▶
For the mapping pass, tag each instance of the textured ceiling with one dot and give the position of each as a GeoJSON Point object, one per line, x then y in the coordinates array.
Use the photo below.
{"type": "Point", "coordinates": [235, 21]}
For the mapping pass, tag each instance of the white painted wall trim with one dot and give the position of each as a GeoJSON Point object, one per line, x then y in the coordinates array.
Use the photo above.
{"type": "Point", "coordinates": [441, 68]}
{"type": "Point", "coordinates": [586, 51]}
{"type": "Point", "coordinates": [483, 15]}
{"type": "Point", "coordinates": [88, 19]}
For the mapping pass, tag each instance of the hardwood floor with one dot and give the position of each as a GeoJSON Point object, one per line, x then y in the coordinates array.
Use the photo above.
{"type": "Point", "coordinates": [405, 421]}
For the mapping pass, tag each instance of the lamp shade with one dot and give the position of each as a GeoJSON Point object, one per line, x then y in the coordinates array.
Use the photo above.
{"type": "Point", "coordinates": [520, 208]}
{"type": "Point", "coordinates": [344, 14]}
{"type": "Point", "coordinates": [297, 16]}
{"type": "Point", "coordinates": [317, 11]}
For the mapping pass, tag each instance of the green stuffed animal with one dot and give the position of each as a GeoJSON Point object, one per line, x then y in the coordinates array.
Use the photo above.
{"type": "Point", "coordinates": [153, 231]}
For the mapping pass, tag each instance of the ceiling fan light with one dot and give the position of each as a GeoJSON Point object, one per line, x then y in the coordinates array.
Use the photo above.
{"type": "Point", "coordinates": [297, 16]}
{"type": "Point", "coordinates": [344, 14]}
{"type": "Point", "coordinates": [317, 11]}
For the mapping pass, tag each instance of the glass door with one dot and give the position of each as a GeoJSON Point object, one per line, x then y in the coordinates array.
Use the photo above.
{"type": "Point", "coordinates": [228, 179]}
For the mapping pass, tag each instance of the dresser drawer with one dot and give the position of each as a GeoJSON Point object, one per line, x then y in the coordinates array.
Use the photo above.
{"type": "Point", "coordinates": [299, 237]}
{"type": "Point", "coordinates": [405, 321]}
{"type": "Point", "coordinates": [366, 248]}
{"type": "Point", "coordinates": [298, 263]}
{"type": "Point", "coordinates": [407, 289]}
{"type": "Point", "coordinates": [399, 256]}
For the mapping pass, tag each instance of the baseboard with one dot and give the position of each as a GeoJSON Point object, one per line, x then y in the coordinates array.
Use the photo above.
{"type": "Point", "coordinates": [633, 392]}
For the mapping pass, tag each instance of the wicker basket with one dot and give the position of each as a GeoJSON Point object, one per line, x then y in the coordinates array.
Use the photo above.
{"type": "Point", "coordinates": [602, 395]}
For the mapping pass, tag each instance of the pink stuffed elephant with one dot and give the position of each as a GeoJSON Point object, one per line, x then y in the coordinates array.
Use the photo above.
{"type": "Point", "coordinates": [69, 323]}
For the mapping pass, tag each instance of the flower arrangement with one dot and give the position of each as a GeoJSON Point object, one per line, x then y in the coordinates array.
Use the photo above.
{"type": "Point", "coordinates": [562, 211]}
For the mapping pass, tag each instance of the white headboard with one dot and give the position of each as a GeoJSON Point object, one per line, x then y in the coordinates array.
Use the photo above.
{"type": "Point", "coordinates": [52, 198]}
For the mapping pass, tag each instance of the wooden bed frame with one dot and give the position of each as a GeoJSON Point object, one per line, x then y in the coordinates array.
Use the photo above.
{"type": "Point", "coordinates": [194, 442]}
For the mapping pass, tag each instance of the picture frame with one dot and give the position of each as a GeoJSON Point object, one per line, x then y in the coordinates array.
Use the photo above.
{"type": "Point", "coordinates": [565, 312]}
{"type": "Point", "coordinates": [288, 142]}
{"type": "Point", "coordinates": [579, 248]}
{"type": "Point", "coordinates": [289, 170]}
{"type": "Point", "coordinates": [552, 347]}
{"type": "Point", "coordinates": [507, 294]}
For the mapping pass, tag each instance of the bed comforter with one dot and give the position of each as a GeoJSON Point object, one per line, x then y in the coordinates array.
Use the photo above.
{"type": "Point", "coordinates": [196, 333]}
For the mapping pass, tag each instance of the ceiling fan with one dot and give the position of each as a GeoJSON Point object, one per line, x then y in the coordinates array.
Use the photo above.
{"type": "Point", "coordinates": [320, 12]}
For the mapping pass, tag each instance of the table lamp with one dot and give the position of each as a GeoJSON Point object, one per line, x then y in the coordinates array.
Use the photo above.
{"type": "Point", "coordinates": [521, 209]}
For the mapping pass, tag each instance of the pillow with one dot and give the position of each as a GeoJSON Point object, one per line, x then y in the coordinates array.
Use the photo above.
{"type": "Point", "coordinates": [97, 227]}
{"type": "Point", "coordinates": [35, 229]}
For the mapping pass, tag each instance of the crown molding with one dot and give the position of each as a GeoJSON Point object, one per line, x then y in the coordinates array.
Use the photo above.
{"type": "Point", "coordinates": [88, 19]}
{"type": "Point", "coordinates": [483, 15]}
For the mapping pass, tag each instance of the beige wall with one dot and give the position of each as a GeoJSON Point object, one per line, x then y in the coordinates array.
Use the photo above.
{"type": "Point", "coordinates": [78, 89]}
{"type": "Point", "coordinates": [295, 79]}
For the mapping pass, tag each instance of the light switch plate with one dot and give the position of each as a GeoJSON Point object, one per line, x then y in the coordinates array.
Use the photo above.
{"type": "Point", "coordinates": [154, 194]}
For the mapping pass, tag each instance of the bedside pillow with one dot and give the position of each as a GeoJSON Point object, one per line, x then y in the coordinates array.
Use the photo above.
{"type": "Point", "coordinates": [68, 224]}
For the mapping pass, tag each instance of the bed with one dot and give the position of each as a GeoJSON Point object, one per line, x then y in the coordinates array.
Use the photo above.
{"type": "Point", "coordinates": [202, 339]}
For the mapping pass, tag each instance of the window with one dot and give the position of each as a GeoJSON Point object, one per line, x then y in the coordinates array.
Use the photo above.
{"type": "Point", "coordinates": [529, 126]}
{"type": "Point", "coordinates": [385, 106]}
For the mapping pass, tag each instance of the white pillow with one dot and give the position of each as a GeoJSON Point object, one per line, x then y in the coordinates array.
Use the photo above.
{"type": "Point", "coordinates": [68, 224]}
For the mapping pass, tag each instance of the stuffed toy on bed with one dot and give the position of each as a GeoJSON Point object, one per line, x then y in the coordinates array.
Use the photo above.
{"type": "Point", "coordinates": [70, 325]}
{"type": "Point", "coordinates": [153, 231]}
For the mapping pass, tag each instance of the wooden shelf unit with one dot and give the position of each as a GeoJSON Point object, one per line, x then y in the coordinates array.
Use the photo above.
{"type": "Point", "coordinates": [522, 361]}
◀
▶
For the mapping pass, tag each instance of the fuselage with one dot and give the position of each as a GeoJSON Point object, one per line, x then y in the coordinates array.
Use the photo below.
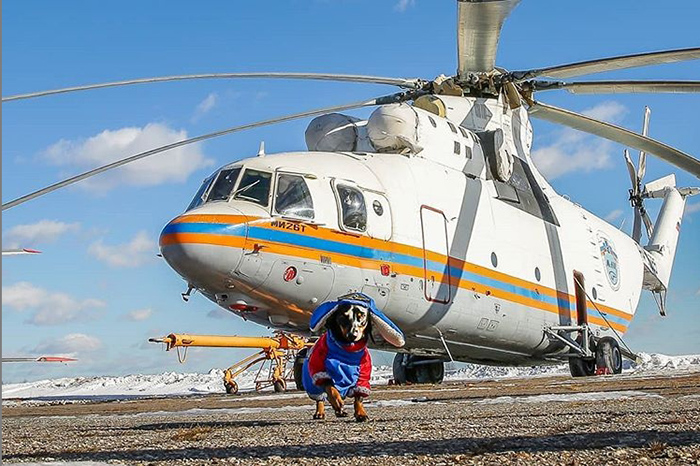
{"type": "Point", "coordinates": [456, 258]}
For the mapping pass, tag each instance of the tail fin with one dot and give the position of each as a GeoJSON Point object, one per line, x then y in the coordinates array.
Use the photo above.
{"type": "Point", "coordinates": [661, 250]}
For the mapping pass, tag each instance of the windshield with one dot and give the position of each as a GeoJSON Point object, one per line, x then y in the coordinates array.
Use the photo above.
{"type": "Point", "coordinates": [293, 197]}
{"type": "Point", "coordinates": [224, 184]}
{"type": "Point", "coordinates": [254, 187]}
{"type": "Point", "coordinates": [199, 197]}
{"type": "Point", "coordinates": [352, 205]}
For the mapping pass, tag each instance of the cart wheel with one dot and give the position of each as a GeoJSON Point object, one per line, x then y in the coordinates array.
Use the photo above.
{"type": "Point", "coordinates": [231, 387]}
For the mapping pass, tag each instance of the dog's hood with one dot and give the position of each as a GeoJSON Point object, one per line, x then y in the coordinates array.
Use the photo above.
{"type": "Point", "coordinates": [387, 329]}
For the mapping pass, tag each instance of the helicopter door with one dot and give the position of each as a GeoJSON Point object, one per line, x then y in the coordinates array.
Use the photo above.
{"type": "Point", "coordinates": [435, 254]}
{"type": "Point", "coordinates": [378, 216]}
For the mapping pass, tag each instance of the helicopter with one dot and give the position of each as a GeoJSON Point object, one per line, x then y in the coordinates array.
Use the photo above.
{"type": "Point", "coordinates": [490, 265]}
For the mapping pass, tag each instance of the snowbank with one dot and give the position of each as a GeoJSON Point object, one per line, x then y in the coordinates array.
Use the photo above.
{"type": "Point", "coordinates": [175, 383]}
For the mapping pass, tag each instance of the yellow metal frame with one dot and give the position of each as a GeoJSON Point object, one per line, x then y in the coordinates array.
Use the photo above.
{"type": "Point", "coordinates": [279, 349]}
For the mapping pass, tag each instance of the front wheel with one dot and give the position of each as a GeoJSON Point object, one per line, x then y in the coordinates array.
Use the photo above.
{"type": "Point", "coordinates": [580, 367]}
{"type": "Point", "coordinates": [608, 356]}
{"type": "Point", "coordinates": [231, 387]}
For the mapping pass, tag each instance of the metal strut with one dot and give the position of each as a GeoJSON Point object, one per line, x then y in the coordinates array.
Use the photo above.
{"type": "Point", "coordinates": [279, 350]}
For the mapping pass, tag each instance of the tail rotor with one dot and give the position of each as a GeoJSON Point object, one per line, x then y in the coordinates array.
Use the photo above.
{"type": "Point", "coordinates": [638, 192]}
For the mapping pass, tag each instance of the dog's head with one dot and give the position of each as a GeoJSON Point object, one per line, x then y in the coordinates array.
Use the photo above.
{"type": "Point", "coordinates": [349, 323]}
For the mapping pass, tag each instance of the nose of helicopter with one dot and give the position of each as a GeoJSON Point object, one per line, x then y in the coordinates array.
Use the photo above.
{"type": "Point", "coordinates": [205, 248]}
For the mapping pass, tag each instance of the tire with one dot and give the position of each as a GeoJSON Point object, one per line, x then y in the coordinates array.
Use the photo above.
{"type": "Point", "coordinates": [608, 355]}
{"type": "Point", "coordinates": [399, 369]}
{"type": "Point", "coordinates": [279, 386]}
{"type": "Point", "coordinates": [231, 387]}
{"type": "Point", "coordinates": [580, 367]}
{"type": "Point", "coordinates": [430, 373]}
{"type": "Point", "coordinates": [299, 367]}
◀
▶
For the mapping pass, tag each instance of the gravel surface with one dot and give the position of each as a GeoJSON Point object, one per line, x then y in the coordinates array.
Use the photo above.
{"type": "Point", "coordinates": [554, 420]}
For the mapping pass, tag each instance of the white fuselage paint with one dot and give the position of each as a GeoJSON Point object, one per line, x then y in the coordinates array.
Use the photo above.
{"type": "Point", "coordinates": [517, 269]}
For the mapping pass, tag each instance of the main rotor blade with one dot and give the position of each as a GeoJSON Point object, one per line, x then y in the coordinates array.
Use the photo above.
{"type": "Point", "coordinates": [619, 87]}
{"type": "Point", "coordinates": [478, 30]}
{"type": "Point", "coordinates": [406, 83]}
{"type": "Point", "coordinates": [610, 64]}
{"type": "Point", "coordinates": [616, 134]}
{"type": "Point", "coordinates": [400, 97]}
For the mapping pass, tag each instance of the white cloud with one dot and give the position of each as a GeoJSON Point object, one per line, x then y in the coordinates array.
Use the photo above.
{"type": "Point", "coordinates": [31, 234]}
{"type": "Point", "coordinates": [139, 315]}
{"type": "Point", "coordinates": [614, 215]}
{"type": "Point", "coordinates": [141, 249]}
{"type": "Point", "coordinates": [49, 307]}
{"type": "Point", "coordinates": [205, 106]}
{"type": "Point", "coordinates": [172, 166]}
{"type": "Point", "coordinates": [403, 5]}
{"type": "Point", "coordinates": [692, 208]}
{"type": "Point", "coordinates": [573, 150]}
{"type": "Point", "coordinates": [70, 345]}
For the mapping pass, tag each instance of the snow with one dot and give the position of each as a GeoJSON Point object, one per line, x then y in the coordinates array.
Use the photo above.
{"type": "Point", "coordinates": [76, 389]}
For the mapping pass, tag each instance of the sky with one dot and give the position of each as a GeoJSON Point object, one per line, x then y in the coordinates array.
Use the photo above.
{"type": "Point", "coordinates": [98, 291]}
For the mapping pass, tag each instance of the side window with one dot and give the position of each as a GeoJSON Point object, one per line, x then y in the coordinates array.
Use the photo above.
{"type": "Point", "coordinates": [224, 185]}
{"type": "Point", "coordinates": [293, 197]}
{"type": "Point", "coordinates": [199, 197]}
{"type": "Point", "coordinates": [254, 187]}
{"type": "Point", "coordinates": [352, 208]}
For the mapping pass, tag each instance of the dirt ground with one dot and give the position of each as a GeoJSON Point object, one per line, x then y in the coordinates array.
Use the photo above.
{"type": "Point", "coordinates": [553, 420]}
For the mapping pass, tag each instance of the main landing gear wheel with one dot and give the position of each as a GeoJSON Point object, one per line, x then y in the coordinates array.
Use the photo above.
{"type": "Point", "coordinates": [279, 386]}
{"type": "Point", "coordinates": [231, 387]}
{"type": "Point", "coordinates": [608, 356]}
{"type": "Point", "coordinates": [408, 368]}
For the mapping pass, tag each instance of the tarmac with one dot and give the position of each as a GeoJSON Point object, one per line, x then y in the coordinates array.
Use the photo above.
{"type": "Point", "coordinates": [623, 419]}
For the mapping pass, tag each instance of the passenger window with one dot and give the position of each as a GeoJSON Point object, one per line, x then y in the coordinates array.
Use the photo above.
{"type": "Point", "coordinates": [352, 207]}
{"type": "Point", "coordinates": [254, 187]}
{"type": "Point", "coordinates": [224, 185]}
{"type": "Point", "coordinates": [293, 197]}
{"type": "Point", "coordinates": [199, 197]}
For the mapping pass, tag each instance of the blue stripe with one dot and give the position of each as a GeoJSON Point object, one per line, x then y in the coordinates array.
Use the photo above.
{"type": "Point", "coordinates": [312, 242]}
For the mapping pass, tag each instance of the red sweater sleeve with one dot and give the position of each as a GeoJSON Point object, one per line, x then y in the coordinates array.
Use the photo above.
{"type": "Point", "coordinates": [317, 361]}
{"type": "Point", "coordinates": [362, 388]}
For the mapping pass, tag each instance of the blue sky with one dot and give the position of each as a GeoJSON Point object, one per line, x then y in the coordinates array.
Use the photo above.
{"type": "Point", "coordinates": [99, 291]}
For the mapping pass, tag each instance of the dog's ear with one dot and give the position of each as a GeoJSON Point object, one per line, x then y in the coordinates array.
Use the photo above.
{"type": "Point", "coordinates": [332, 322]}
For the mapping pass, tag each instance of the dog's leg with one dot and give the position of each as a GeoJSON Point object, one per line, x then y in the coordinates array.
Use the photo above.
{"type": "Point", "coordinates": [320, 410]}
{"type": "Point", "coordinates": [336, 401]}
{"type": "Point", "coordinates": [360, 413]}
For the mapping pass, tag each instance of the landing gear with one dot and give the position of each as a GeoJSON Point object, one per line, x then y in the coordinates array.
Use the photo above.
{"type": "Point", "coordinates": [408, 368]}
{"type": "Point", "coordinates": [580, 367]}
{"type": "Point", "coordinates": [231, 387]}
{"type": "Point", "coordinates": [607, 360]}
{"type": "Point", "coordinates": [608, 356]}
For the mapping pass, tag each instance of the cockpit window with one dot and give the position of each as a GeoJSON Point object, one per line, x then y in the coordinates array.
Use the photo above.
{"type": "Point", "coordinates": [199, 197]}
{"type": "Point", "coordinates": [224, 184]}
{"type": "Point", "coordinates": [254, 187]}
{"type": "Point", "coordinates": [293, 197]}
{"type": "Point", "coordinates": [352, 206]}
◀
**Directions:** Count the lines in the data above that contain the string "white", treating uppercase and lowercase letters as distinct. Give only the number.

**The reply:** 5